Montag, 12. März 2012

Bildungsstudie #Bertelsmann oder: Der Staat und die Kinder



Da gibt es also wieder einmal eine neue "Bildungsstudie", die vorallem gemäß Feststellung, der "Bildungserfolg der Kinder" sei von demjenigen der Eltern bzw. der sozialen Schichtzugehörigkeit abhängig, zitiert wird.

Vulgo: Ein "Akademikerkind" wird mit (deutlich) erhöhter Wahrscheinlichkeit eine Universität besuchen als ein "Arbeiterkind" oder "Arbeitnehmerkind", was immer das dann immer auch heissen soll.
Regelhaft wird ja zwischen sozialen Schichten, sozioökonomischen Stati und diversen anderen Parametern unterschieden.

Nun ist auch diese "Studie" keineswegs neu, deren Ergebnis klar und bekannt.
Wie "der Alkoholiker an der Laterne" hält sich nun wieder jeder an der Studie fest wie es gerade gebraucht wird. So ist "Bertelsmann" nicht gerade für "Interessenlosigkeit" bekannt, selbst wenn sich an wissenschaftliche Verfahren gehalten wird. Von "linken Kritikern", sofern man jemanden so einordnen möchte, sehen dieses Unternehmen und seine Tätigkeiten eher zur Wahrung gewisser Interessen und (ideologischer) Richtungen, konservative und liberale beispielsweise.

**Schriftliche Anfrage A**.
Stimmen die folgenden Aussagen mit dem Textauszug oben überein? Antworte jeweils mit Ja oder Nein und zitiere die entscheidenden Worte wörtlich.
(i) Das Ergebnis der Studie ist neu und unbekannt.
(ii) Der Beitrag ist auf Montag, 12. März 2012 datiert.
(iii) Bertelsmann ist für Interessenlosigkeit bekannt.
**Schriftliche Anfrage B**. Wovon hängt laut der im Textauszug oben zitierten Feststellung der Bildungserfolg der Kinder ab?

**Inhalt des Datensatzes**.
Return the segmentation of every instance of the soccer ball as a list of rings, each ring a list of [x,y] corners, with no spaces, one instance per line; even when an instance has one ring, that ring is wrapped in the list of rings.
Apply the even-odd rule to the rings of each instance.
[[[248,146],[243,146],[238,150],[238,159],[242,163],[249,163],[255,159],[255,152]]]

**Lösungsweg A**.
(i) Nein: „Nun ist auch diese "Studie" keineswegs neu, deren Ergebnis klar und bekannt.“
(ii) Ja: „Montag, 12. März 2012“
(iii) Nein: „So ist "Bertelsmann" nicht gerade für "Interessenlosigkeit" bekannt“

**Lösungsweg B**. Vom Bildungserfolg der Eltern bzw. von der sozialen Schichtzugehörigkeit.